Task directions -
Reproduce exactly the line in which "Objective — one point per instance of the white" occurs and all the lines after it, ending with the last line.

Data listing -
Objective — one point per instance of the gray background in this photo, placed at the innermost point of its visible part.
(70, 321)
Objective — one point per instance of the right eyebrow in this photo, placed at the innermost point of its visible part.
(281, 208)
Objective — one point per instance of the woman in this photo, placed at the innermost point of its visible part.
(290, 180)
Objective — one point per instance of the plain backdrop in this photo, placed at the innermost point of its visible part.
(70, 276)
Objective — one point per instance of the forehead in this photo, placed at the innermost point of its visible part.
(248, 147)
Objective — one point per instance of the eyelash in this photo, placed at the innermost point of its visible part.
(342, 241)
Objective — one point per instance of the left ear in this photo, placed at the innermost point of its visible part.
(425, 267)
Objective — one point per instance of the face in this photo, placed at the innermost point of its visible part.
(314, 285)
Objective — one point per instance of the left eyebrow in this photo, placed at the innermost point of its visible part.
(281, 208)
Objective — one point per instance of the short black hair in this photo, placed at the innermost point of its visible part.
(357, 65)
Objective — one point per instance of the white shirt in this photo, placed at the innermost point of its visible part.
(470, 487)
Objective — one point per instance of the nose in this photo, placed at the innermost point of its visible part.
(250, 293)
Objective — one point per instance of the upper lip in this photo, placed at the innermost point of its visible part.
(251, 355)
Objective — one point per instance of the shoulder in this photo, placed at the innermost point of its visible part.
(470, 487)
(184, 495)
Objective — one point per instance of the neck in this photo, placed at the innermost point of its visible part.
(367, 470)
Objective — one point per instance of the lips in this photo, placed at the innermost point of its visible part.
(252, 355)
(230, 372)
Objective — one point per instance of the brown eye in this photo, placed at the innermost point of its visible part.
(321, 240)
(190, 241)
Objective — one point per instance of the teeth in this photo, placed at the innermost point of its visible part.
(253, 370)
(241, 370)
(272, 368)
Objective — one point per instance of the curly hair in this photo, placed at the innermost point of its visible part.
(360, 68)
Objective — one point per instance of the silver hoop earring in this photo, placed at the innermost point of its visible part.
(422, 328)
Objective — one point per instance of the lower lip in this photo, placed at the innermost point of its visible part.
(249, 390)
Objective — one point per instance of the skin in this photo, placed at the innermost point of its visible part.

Expected answer -
Objective — one point per instance of the white shirt in this photo, placed at the innermost point of its visible part.
(470, 487)
Objective — one point per instance of the nose in this photo, placed at the innermost point of its visible part.
(250, 293)
Objective — one point per instance of the upper lip in this photo, placed at the innermost point of its visible part.
(251, 355)
Objective — one point per instance of the shoulder in this photo, placed at the innermost point of its visible part.
(470, 487)
(184, 495)
Objective — one point per instance of the neck in this photo, placed at the innermost point of its visible part.
(367, 470)
Objective — one point per instance of the lips in this photo, placed at the innermost point of its visible part.
(252, 355)
(230, 372)
Objective — one point per instance of the brown eye in this photo, placed at the innermost point of its visible part.
(321, 240)
(190, 241)
Objective — one point per instance of the teeth in this photo, placed at the innermost point of its visible part.
(253, 370)
(241, 370)
(272, 368)
Objective — one point per instance of the curly hair in this photo, placed at the innermost point of its visible part.
(360, 68)
Objective — one point per instance of the silver hoop earring in this photo, placed at the innermost point of its visible part.
(422, 328)
Objective — one point per instance of the lower lip in this photo, placed at the innermost point of its visible part.
(249, 390)
Objective — one point per instance of the skin in this photo, placed at the innermost point of its visible part.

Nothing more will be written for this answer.